■ PROBLEM DETAILS
Take the line that contains "Pin the leather" as the first line and the last line of the material below as the final one; reproduce exactly the lines between, inclusive.

■ SUPPLIED RECORDS
+===+
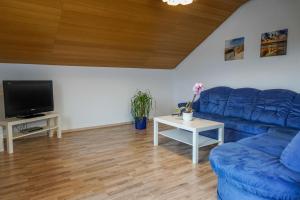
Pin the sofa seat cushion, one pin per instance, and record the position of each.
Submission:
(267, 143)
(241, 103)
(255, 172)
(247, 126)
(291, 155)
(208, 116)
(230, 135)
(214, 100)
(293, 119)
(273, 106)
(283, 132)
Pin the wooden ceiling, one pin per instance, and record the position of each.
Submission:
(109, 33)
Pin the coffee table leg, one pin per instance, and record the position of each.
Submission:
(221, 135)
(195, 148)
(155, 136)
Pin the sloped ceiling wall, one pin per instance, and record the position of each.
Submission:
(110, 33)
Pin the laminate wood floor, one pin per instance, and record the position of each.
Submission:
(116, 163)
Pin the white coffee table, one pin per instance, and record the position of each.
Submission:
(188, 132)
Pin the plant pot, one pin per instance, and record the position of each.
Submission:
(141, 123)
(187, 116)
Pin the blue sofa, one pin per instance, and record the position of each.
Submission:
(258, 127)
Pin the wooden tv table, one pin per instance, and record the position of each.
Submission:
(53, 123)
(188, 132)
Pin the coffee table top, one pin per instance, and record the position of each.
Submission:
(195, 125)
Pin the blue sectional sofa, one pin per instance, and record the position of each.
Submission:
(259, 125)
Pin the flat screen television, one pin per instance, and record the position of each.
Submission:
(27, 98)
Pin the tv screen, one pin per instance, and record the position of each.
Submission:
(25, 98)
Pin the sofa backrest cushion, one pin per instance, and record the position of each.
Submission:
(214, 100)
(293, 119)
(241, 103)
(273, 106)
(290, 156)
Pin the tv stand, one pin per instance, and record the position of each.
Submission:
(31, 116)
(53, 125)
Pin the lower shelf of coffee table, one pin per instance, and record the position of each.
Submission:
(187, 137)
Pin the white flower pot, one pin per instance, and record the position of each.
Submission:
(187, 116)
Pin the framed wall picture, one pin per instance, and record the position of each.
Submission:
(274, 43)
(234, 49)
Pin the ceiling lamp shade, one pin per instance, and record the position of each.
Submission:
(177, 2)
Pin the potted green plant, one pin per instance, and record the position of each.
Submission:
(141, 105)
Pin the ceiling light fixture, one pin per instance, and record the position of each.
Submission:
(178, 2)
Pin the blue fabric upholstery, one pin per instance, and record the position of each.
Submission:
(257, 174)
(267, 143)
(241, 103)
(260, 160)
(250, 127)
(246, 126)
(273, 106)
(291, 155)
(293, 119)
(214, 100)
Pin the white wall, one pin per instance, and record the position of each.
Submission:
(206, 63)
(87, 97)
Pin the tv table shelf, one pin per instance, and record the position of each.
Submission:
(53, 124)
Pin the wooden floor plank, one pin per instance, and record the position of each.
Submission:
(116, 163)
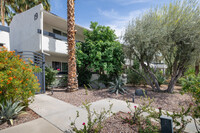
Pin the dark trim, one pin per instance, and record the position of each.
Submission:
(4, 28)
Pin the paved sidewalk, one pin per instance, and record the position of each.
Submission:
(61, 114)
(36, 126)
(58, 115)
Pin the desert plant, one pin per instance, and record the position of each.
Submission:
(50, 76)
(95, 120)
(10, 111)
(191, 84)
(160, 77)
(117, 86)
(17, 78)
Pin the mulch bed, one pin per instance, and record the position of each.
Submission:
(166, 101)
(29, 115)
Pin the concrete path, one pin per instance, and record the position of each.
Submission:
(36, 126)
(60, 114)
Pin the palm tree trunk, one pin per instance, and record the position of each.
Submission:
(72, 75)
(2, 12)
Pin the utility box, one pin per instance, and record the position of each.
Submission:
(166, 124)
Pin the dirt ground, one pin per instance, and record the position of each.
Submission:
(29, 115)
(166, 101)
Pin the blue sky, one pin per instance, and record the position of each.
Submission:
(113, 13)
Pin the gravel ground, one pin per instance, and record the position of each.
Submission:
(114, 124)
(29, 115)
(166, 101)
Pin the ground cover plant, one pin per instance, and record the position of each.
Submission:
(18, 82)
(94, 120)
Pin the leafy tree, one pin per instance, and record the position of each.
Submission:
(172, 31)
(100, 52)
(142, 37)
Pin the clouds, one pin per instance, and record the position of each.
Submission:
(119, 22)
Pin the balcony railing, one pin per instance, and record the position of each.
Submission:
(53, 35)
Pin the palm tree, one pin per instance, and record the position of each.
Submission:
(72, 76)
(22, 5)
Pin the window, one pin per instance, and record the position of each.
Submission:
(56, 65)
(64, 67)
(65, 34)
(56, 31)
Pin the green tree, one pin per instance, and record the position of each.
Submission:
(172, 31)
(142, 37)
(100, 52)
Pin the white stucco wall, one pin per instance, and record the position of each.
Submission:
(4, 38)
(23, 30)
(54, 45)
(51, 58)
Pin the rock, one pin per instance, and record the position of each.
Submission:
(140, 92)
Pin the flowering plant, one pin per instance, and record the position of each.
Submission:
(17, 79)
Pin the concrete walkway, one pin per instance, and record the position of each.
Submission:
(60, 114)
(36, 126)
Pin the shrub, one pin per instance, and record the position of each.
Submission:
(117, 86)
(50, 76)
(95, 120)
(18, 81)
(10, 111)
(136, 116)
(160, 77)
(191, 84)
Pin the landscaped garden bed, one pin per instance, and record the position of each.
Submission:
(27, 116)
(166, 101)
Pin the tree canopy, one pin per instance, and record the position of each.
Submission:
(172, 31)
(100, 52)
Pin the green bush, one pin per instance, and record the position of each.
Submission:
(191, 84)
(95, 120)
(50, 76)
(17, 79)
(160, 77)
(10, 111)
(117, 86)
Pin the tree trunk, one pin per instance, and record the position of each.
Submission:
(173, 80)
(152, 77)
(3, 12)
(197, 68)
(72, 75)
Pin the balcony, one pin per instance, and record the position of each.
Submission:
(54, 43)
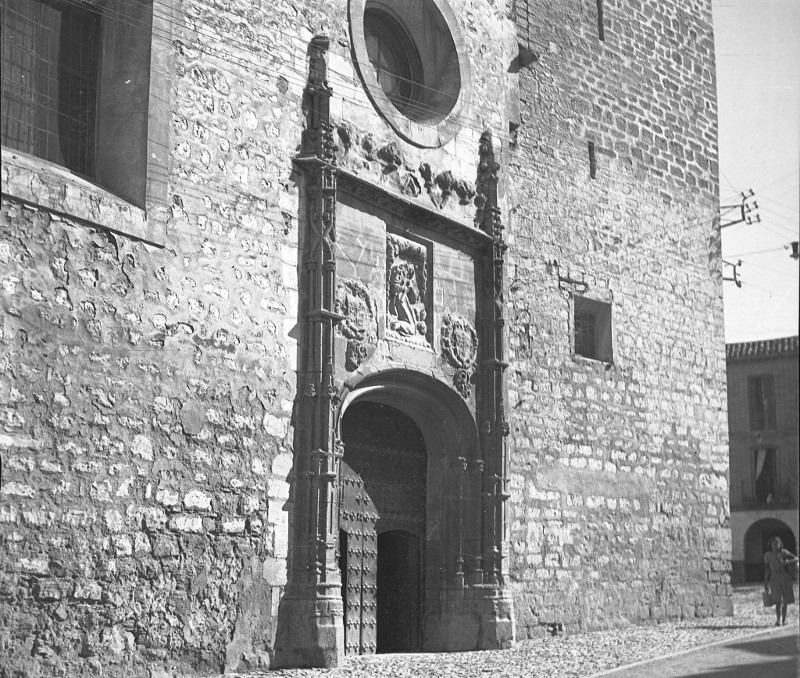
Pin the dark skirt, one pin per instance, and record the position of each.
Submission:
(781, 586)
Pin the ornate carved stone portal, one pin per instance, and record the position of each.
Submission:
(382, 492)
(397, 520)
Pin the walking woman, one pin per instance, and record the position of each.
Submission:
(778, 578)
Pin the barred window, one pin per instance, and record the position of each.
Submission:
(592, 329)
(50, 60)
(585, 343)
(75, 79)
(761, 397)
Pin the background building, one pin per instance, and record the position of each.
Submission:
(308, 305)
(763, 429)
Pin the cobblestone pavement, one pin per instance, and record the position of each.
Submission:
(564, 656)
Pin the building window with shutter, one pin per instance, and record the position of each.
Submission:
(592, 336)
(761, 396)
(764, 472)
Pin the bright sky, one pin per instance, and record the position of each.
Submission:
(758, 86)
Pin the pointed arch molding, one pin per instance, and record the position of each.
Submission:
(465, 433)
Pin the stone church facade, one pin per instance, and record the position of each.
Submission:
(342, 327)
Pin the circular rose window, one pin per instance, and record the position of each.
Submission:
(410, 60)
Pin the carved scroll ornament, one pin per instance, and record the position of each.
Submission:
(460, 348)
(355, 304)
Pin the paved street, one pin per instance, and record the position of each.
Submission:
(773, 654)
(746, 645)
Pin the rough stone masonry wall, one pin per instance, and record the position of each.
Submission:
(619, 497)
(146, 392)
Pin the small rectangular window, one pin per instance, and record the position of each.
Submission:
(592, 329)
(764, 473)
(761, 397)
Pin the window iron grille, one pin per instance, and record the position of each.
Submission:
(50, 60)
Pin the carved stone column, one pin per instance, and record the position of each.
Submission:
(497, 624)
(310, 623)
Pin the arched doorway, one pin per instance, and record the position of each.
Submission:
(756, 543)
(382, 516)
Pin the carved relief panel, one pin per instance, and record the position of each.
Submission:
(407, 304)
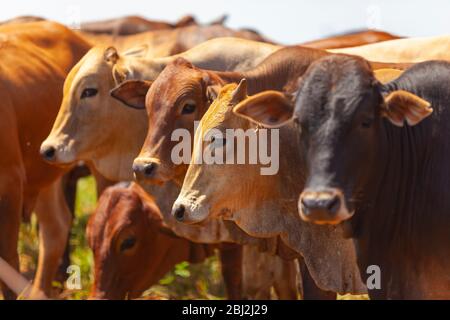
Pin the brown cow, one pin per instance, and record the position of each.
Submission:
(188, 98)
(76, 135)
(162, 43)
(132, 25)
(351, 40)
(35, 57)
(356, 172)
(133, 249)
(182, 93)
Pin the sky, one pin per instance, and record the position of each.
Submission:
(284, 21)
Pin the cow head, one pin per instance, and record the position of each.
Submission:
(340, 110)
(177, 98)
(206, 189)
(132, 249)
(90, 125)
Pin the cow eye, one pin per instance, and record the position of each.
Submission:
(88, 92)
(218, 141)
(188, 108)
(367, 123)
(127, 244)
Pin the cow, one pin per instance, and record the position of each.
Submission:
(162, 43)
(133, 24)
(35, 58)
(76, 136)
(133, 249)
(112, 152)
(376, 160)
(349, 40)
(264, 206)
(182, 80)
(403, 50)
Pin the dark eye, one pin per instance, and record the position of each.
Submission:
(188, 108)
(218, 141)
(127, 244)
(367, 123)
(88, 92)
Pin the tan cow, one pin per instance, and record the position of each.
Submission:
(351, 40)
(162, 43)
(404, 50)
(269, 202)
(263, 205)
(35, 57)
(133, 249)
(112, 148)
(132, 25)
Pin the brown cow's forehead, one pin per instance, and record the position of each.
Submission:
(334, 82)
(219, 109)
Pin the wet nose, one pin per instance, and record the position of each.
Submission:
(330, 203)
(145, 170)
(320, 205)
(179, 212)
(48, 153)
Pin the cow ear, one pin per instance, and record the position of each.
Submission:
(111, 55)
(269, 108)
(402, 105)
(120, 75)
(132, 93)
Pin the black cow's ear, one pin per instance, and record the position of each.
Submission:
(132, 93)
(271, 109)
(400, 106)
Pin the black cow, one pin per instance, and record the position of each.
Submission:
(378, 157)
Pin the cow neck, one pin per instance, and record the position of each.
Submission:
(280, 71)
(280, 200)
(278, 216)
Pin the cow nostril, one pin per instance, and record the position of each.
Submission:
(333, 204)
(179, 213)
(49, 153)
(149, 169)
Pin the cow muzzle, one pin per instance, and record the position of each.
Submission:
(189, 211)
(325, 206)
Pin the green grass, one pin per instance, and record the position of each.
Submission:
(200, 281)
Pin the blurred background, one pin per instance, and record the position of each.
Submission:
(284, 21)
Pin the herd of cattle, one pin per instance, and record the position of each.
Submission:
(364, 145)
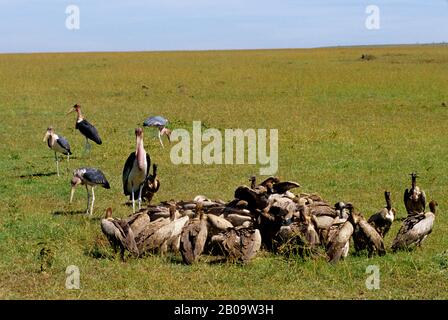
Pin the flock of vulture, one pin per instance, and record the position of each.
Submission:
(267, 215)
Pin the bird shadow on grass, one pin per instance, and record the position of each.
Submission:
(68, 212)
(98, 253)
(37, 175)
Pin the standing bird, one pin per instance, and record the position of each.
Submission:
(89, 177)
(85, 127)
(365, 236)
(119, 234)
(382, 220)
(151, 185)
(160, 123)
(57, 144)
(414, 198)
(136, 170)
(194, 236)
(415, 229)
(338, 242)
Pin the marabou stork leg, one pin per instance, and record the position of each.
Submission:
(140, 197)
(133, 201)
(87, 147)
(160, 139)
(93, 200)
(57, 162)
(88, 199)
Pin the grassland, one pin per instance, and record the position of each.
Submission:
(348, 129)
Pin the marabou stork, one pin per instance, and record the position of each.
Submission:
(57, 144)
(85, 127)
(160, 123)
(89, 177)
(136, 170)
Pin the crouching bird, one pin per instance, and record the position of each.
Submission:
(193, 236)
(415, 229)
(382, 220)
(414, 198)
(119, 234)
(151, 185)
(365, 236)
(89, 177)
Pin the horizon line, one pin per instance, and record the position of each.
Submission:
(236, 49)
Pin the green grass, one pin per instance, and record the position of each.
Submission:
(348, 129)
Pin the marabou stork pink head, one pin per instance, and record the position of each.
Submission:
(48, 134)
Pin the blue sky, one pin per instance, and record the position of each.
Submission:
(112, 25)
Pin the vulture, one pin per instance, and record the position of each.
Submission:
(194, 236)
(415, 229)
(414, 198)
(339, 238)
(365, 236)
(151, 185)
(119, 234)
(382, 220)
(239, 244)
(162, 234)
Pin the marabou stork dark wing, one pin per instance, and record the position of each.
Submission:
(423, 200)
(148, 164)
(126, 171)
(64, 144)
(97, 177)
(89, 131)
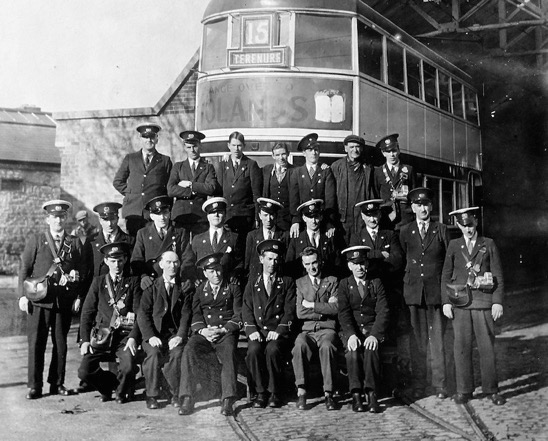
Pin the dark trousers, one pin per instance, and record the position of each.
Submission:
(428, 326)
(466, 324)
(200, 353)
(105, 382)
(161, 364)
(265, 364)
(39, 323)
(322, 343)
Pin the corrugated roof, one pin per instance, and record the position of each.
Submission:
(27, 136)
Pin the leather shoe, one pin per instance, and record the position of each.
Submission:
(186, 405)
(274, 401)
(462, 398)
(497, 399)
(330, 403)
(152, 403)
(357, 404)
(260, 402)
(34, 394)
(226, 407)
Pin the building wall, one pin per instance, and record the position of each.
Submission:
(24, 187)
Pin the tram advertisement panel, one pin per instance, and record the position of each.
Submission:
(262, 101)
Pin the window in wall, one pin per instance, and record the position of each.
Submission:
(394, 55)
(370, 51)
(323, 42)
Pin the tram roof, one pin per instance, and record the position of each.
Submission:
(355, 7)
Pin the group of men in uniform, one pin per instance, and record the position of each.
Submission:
+===+
■ COMPLETE RESPONSE
Pin the leather shoe, one pin per instance, and record the position of each.
Submission:
(186, 405)
(274, 401)
(462, 398)
(497, 399)
(330, 403)
(152, 403)
(357, 404)
(260, 402)
(34, 394)
(226, 407)
Pin the building wall, one pin per instance, and record the position of each.
Submission:
(24, 187)
Pin the tram advertisement panel, one pin per instance, and record the position of each.
Submission:
(262, 101)
Pin the window in wall, one pin per instance, and record the position of each.
Submission:
(394, 55)
(370, 51)
(323, 42)
Pin the tram roof, one pin per instance, and record the position of each.
Submission:
(355, 7)
Pin the group of men in uniform, one pin per instance, and record the position of each.
Submission:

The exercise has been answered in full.